[Kutipan Teks]
Bagaimana tidak mendarah daging, menjadi kebiasaan, ciri wanci. Banyak sekali pendidikan rayahan dikenyam oleh masyarakat Jawa. Yang saya ketahui, di Yogya. Misalnya, ritual nyebar udik-udik yang dilakukan oleh Sultan sebagai simbol sedekah kepada rakyat jelata. Karena keping-keping uang itu dilemparkan ke hadapan mereka, otomatis para kawula mengambilinya dengan merayah. Demi ”ngalap berkah” mereka rela berdesak-desakan dan adu kepala dengan sesama perayah.

Intensitas rayahan semakin meningkat karena selain nyebar udik-udik, ada hajad Dalem lain yang juga memberi kesempatan rakyat jelata rayahan. Yaitu ketika ada Garebeg. Padahal, dalam satu tahun ada beberapa Garebeg. Pada tiap garebeg, Sultan selalu membuat Gunungan yang berisi hasil bumi atau makanan. Dari nasi, ketan, sayur-mayur, lauk-pauk (kerupuk) yang dibentuk sebagai gunungan. Gunungan barangkali merupakan simbol rasa syukur atas kemakmuran yang dianugerahkan Tuhan dan niat berbagai rejeki pada rakyat. Begitu sampai di Masjid Gede, gunungan akan ditumplak dan rakyat diberi kesempatan merayahnya. Rayahan pun terjadilah. Seringkali ada yang sampai pingsan dalam rayahan itu.

Di suatu Garebeg tahun 1971, ketika kelas empat SD, saya ikut merayah gunungan. Karena tubuh saya kecil, dengan mudah bisa menelusup diantara orang-orang yang berdesakan dan bertumpukan di atas gunungan yang ditumplak di halaman belakang Masjid Gede. Saya berhasil menggeret dua lempeng (kerupuk) warna-warni dan membetot dua telur. Rasanya senang sekali. Tapi, ketika saya keluar dengan susah payah dari tumpukan orang, ada yang nyerobot kerupuk saya tanpa bisa saya cegah. Akhirnya, saya pulang hanya membawa satu kerupuk dan dua telur. Tubuh saya basah kena keringat orang-orang.

Sampai di rumah, dengan bangga saya tunjukan hasil rayahan gunungan itu pada ayah. Maksud saya, agar dipasang di senthong tengah atau atas pintu seperti yang dilakukan oleh para tetangga. Tapi, ayah saya malah menyuruh saya duduk dan mengingatkan agar tidak ikut rayahan apapun lagi. Berbahaya, bisa ”pendeng” alias gepeng terinjak-injak, atau tergencet perayah lain. Apalagi tubuh saya kecil, imut-imut.

[Petunjuk Pengerjaan]
A. Dalam kutipan teks tentang rayahan, apa saja yang akhirnya dibawa pulang oleh penulis dari Garebeg tahun 1971?
B. Tentukan apakah setiap pernyataan berikut sesuai dengan kutipan teks, lalu kutip kata-kata yang menentukannya: (i) Sultan membuat Gunungan pada setiap Garebeg. (ii) Ayah penulis menyuruh agar hasil rayahan dipasang di atas pintu. (iii) Gunungan ditumplak di halaman belakang Masjid Gede.
C. Tolong salin ulang bagian kutipan teks dari "Intensitas rayahan semakin" sampai "dalam rayahan itu.", kata demi kata.
Data ini tidak diperlukan untuk mengerjakan tugas.

[Data]
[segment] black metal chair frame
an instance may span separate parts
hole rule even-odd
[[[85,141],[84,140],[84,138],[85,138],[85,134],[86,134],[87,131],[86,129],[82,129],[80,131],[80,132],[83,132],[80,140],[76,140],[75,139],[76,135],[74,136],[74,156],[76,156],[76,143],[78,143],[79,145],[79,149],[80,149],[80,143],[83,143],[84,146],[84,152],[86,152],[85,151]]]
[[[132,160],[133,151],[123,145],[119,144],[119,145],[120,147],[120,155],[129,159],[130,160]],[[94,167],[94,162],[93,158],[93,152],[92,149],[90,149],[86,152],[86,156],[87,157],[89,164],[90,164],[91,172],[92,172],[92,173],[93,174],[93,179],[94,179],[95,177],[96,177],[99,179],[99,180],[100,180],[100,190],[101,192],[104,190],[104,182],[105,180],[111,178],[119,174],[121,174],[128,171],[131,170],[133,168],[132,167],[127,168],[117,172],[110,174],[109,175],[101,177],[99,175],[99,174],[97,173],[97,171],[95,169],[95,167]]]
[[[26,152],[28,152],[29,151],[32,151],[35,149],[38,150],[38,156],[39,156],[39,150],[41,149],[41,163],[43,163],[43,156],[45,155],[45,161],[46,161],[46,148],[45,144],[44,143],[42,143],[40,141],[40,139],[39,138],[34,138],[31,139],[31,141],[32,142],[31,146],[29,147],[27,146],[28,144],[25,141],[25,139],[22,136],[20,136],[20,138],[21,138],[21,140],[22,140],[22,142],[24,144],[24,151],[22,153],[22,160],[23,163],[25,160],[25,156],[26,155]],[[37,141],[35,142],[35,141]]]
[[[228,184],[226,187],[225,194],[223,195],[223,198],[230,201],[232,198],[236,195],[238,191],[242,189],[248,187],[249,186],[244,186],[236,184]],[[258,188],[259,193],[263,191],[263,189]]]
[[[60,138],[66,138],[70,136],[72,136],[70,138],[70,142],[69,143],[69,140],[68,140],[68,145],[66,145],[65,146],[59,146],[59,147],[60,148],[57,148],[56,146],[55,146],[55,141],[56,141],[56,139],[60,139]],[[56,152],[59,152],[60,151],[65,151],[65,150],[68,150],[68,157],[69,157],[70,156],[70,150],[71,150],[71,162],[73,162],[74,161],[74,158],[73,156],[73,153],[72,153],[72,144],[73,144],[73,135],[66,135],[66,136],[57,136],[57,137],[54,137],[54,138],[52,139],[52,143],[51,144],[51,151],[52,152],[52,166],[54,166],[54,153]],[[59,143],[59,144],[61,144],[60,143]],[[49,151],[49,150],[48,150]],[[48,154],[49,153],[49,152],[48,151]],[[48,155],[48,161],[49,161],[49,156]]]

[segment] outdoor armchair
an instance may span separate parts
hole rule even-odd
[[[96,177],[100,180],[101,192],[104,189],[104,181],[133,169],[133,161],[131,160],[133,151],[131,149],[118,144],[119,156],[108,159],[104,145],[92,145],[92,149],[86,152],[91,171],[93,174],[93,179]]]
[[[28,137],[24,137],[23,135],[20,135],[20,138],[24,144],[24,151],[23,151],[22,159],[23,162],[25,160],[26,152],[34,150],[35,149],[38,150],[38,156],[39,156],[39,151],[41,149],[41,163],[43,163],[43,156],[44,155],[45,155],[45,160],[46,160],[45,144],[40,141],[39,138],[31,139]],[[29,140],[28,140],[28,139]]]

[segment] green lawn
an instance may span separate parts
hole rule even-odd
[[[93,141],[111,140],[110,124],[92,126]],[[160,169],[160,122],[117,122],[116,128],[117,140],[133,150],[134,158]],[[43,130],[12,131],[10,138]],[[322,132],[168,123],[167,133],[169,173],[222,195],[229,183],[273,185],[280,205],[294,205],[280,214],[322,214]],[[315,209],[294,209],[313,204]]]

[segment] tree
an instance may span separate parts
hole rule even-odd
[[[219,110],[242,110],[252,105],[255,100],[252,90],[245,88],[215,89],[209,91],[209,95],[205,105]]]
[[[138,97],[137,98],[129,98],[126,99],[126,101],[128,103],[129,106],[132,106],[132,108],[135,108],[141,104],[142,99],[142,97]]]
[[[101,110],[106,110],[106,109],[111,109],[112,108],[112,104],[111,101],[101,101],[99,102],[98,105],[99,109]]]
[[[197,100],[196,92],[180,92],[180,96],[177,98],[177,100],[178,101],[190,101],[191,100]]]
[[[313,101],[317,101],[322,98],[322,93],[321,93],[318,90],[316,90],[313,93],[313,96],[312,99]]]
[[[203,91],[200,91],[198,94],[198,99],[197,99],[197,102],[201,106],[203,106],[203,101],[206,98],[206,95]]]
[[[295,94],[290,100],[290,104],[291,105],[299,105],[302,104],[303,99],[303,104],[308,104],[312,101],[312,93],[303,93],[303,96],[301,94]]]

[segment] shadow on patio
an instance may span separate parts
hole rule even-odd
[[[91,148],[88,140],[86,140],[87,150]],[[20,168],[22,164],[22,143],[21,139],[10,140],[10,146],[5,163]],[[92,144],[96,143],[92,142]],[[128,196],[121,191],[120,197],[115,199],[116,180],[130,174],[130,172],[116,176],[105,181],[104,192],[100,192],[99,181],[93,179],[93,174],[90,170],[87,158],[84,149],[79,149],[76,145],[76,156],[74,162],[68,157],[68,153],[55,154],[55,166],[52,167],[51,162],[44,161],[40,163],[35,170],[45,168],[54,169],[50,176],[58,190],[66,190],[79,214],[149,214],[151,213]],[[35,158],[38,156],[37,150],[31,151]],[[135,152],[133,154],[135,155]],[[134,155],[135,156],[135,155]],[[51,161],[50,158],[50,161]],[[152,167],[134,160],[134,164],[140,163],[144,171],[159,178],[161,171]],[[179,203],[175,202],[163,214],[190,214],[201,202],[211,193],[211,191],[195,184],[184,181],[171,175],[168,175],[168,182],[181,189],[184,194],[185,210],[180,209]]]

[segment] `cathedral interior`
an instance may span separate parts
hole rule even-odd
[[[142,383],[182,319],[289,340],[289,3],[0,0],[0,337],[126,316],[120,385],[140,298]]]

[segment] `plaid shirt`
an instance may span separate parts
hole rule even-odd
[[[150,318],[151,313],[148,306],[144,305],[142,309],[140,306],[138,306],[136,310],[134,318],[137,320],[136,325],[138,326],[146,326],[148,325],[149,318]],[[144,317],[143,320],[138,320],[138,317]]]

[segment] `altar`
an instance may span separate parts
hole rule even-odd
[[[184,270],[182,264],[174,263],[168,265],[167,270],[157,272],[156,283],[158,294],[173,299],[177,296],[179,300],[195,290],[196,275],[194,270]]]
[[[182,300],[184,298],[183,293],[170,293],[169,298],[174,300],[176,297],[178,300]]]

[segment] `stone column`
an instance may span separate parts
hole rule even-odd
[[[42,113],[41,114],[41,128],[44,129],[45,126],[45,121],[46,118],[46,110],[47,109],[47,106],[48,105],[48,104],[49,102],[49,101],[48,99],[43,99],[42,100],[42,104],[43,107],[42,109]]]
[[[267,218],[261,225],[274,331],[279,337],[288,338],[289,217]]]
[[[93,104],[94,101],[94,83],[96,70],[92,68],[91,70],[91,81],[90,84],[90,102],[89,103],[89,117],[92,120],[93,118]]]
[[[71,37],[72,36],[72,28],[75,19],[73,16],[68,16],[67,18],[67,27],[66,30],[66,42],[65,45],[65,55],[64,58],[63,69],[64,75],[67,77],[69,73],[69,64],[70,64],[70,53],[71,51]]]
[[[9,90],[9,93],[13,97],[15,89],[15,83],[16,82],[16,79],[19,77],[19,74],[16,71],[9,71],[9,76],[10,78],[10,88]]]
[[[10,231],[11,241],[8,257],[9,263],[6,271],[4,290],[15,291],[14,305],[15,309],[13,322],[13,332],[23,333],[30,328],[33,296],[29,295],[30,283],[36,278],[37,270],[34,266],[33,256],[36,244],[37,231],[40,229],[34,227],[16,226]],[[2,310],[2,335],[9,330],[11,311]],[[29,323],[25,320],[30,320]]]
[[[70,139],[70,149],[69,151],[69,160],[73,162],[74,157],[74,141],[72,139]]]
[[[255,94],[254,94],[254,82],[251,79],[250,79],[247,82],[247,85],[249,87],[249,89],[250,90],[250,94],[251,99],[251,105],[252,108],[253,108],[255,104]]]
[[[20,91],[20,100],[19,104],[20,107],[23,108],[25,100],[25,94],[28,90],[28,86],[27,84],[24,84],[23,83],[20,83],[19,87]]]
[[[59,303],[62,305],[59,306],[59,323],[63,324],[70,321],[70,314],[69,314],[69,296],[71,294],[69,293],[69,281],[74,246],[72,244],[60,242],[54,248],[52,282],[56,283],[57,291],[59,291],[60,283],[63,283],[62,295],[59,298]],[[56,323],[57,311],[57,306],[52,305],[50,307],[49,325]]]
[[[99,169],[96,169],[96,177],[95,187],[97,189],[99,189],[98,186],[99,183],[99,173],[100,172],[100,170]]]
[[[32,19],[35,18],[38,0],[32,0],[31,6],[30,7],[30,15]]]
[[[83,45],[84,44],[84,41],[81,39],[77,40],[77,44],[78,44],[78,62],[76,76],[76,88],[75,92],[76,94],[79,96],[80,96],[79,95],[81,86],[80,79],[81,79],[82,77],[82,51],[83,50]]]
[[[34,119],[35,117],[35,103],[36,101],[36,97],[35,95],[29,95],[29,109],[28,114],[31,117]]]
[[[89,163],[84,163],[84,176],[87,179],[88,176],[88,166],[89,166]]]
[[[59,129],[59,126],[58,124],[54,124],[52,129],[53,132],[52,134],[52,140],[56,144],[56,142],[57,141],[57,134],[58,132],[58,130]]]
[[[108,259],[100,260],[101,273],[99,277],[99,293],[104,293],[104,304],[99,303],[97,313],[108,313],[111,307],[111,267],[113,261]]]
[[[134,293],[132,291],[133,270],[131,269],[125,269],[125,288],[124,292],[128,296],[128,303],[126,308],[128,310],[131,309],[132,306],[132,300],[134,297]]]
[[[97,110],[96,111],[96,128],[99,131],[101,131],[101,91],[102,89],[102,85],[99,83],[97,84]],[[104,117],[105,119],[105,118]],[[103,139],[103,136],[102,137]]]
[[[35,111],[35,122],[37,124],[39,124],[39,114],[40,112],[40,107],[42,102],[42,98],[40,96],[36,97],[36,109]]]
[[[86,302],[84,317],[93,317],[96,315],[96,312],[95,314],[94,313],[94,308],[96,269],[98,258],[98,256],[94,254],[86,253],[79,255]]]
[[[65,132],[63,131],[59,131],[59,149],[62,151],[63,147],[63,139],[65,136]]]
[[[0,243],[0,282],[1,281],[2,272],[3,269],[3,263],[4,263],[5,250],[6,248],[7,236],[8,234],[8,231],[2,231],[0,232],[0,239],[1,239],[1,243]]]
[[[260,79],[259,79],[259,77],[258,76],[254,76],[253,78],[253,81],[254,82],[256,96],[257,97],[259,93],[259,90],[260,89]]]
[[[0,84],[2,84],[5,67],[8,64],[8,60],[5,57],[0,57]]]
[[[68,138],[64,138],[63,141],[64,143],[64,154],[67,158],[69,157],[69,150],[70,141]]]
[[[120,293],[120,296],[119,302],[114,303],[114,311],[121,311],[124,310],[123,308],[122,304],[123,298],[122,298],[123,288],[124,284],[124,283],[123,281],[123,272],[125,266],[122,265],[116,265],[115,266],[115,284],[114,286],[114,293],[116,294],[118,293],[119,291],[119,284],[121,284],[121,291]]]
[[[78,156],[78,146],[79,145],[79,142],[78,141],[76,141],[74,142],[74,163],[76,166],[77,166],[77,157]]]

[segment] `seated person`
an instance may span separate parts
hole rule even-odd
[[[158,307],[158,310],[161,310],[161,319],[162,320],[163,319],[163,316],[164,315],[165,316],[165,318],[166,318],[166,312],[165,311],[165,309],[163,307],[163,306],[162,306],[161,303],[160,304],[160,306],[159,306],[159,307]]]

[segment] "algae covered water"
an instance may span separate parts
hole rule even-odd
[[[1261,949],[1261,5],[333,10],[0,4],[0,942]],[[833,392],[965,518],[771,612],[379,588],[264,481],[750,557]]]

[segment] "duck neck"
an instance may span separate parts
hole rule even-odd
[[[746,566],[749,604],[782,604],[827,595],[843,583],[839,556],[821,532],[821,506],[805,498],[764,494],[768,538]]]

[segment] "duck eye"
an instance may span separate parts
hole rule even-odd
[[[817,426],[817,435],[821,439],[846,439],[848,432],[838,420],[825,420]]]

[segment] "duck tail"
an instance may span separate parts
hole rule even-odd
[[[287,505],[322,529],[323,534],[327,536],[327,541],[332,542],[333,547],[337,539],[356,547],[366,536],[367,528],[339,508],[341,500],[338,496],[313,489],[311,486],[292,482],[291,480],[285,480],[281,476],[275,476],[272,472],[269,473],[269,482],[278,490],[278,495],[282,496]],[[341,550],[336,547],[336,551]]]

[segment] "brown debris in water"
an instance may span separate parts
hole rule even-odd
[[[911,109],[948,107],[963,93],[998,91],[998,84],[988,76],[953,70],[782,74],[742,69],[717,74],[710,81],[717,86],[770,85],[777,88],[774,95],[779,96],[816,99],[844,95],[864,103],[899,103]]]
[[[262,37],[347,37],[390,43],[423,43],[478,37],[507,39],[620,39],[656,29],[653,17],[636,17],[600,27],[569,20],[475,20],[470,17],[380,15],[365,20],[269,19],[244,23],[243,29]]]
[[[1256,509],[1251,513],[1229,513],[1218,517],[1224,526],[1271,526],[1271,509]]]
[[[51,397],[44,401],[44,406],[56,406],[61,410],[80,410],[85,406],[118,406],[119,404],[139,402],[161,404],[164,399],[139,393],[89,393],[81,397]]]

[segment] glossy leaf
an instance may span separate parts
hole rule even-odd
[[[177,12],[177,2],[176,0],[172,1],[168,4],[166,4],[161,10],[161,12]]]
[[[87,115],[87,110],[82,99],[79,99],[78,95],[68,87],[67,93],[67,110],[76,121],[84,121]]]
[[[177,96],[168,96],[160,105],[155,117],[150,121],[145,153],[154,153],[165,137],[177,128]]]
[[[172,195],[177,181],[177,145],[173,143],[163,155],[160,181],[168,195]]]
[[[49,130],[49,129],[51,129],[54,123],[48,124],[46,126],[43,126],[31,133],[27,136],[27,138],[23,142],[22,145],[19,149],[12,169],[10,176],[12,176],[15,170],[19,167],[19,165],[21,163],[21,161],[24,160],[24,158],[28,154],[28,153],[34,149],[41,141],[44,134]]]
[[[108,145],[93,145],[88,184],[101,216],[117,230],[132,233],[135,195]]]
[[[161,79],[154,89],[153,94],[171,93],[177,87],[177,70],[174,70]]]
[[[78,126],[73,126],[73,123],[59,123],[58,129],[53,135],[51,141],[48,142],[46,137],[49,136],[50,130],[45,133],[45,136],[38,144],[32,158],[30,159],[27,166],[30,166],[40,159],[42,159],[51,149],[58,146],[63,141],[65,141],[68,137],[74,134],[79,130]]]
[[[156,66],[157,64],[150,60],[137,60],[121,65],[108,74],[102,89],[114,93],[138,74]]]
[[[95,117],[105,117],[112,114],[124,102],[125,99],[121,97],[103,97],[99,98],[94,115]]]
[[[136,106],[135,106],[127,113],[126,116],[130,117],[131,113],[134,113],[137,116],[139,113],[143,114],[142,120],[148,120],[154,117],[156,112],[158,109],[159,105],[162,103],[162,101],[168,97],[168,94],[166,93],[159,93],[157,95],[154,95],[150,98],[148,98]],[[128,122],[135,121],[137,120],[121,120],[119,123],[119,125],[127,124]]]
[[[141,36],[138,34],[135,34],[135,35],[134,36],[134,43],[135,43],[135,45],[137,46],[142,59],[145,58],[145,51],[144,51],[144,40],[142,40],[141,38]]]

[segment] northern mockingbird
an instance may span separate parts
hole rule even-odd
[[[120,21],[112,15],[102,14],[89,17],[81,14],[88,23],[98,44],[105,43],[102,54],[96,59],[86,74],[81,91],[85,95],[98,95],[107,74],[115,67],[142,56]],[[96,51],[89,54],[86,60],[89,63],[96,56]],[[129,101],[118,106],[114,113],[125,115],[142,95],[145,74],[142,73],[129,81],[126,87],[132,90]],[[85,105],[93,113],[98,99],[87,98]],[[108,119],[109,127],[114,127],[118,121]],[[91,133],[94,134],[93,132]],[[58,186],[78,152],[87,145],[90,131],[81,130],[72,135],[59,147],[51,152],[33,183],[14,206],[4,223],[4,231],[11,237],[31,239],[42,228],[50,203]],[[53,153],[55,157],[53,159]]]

[Daftar Jawaban]
A. Satu kerupuk dan dua telur.

B.
(i) Ya: "Pada tiap garebeg, Sultan selalu membuat Gunungan yang berisi hasil bumi atau makanan."
(ii) Tidak: "Tapi, ayah saya malah menyuruh saya duduk dan mengingatkan agar tidak ikut rayahan apapun lagi."
(iii) Ya: "di atas gunungan yang ditumplak di halaman belakang Masjid Gede"

C.
Intensitas rayahan semakin meningkat karena selain nyebar udik-udik, ada hajad Dalem lain yang juga memberi kesempatan rakyat jelata rayahan. Yaitu ketika ada Garebeg. Padahal, dalam satu tahun ada beberapa Garebeg. Pada tiap garebeg, Sultan selalu membuat Gunungan yang berisi hasil bumi atau makanan. Dari nasi, ketan, sayur-mayur, lauk-pauk (kerupuk) yang dibentuk sebagai gunungan. Gunungan barangkali merupakan simbol rasa syukur atas kemakmuran yang dianugerahkan Tuhan dan niat berbagai rejeki pada rakyat. Begitu sampai di Masjid Gede, gunungan akan ditumplak dan rakyat diberi kesempatan merayahnya. Rayahan pun terjadilah. Seringkali ada yang sampai pingsan dalam rayahan itu.